● **Kutipan Dokumen**

===============

Tidak ada yang lebih bahagia pada saat itu selain anak-anak dan semua pengunjung Perpustakaan Sophia ketika akhir perjalanan pertama Perpustakaan Sophia ditutup dengan pemutaran film Denias. Gelak tawa dan komentar-komentar  dalam bahasa daerah menyertai setiap adegan perjuangan Denias yang berasal dari pedalaman Papua memperoleh kesempatan untuk belajar. Mungkin mereka sedang berpikir tentang diri sendiri, tentang mahalnya pengetahuan bagi mereka yang miskin.

“Bisa datang tiap hari, kak?Kapan datang lagi kak?”, atau “Bisa pinjam bukunya bawa di rumah kak?” atau “Boleh ajak teman satu sekolah ikut datang kalau datang lagi” mewakili perasaan gembira anak-anak ini saat dikunjungi oleh Perpustakaan Sophia.

===============

● **Kutipan Sumber**
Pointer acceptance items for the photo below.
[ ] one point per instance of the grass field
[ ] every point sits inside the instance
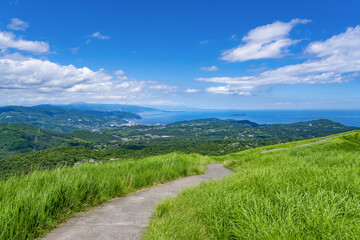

===============

● **Tugas Wajib 1**
Ubah paragraf yang diawali "Tidak ada yang lebih bahagia" dalam teks tentang Perpustakaan Sophia menjadi daftar poin singkat yang memuat fakta utamanya.
● **Tugas Wajib 2**
Jawab pertanyaan berikut berdasarkan teks tentang Perpustakaan Sophia:
(a) Film apa yang diputar pada akhir perjalanan pertama?
(b) Dari mana Denias berasal?
(c) Apa yang ditanyakan anak-anak tentang buku?
● **Tugas Wajib 3**
Lanjutkan teks tentang Perpustakaan Sophia mulai dari kalimat terakhirnya.

● **Jawaban Tertulis 1**
- Perjalanan pertama Perpustakaan Sophia ditutup dengan pemutaran film Denias.
- Anak-anak dan semua pengunjung sangat bahagia.
- Gelak tawa dan komentar dalam bahasa daerah mengiringi setiap adegan.
- Film itu mengisahkan perjuangan Denias dari pedalaman Papua untuk memperoleh kesempatan belajar.
- Penonton mungkin memikirkan diri sendiri dan mahalnya pengetahuan bagi orang miskin.

● **Jawaban Tertulis 2**
(a) Film Denias.
(b) Dari pedalaman Papua.
(c) Mereka bertanya apakah boleh meminjam buku untuk dibawa ke rumah.

● **Jawaban Tertulis 3**
Perjalanan pertama Perpustakaan Sophia disambut luar biasa oleh  sahabat-sahabat kecil, besar,tua dan muda di pemukiman pengungsian. Jadi jawabnya “Kami akan datang lagi, menemui sahabat-sahabat kami”

Catatan Perempuan Poso: Liputan ini dapat juga dibaca dalam blog Project Sophia http://sophialibrary.blogspot.com/p/journey-of-project-sophia.html, dalam dua bahasa.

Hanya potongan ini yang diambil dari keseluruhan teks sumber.